** Start Supplied text **

World Baseball Classic ends
life on earth
George Steinbrenner's enlarging jowls stared from under the headline
that decried we would all die of the bird flu if Major League Baseball players
were allowed to play in the inaugural World Baseball Classic.
Or something like that.
Mainly, owners of major league teams have greeted the notion of players
representing their countries in this new-fangled, dadgum, Olympic-style event
with 15-watt enthusiasm.
In other words, fairly typical of baseball owners throughout the pro game's
13 or 14 decades. Owners have balked and squawked over change for decades.
Back in 1969, when baseball players were becoming more like doctors and
lawyers and barbers and wood workers -- people who were able to go work in a
lot of different cities rather than be tied down to one city and one owner --
St. Louis Cardinal owner Gussie Busch opened the clubhouse doors to the
press as he addressed his players during spring training.
Busch told the players he certainly "didn't mind" that they were
trying to gain power through representation, but by gosh, the fans had been
writing him letters and and calling him and these fans just were losing their
high regard for the players.
Fans were telling Gussie that the players were getting fat on those
$30,000-a-year contracts, and what about ticket prices? Would they be raised in
order to pay salaries? Gee-wilikers, the fans didn't like that idea, Gussie
said.
Gussie cried a lot about revenue as he spoke with the players. What he never
mentioned was all the parking and concessions money the Cardinals pulled in
never appeared on the books of the St. Louis Cardinals. All that revenue
streamed into the Busch beer empire. That way, it was easier to make it look
like the baseball team was just scraping by.
More than three decades later, player empowerment has failed to kill Major
League Baseball. In fact, one could argue that George Steinbrenner in
particular has been more influential in raising player salaries than free
agency.
Owners even dig in their heels over changes they approve.
Owners: they know everything
When artificial turf came along, managers and owners proclaimed game scores
would be so high that starting pitchers would be left in the game longer, the
bunt would disappear, and all teams would practice slap-hitting instead of
swinging away in an effort to bounce the ball past infielders on the speedier
turf.
Oh. Outfielders would not be kept for their bats alone. They would have to
be able to run. Power-hitting outfielders were in danger of extinction if they
couldn't track down a ball.
Do you think today's format of six divisions and the wildcard in baseball is
a fresh idea? It's not. Ancient Twin Cities columnist Sid Hartman likes
to credit Bud Selig with saving the game by implementing expanded
playoffs.
Yet it was discussed as a possibility in 1972. Owners were claiming baseball
was hurting because 16 players in the game made $100,000 or more in 1971. Teams
could not afford to remain in business because of the dreaded free agency, they
cried. The sky is always pushing down on roof tops in the world of big-league
owners.
There were 24 big-league teams in '71, so owners contemplated three
four-team divisions in each league, with a wildcard playoff team. The owners
told fans that with players making so much money more teams needed to stay in
the race until the end so attendance and post-season interest would be propped
up.

** End Supplied text **

* [Objective 1]
Could you give the baseball column again from "World Baseball Classic ends" to "with 15-watt enthusiasm.", swapping "bird flu" for "common cold"?

** Start Records provided **

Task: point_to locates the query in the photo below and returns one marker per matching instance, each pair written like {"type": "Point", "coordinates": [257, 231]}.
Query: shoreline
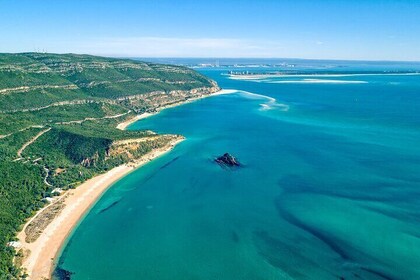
{"type": "Point", "coordinates": [41, 261]}
{"type": "Point", "coordinates": [128, 122]}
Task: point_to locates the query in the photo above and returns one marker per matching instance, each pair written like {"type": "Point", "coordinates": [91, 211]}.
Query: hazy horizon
{"type": "Point", "coordinates": [326, 30]}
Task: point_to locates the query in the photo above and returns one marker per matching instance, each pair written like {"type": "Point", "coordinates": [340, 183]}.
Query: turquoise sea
{"type": "Point", "coordinates": [330, 187]}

** End Records provided **

* [Objective 2]
Can you write out every row that follows the baseball column, line for line and unchanged, leaving the pictures out?

* [Worked solution 1]
World Baseball Classic ends
life on earth
George Steinbrenner's enlarging jowls stared from under the headline
that decried we would all die of the common cold if Major League Baseball players
were allowed to play in the inaugural World Baseball Classic.
Or something like that.
Mainly, owners of major league teams have greeted the notion of players
representing their countries in this new-fangled, dadgum, Olympic-style event
with 15-watt enthusiasm.

* [Worked solution 2]
Task: point_to locates the query in the photo below and returns one marker per matching instance, each pair written like {"type": "Point", "coordinates": [257, 231]}.
Query: shoreline
{"type": "Point", "coordinates": [41, 261]}
{"type": "Point", "coordinates": [128, 122]}
Task: point_to locates the query in the photo above and returns one marker per matching instance, each pair written like {"type": "Point", "coordinates": [91, 211]}.
Query: hazy horizon
{"type": "Point", "coordinates": [326, 30]}
Task: point_to locates the query in the photo above and returns one marker per matching instance, each pair written like {"type": "Point", "coordinates": [340, 183]}.
Query: turquoise sea
{"type": "Point", "coordinates": [330, 187]}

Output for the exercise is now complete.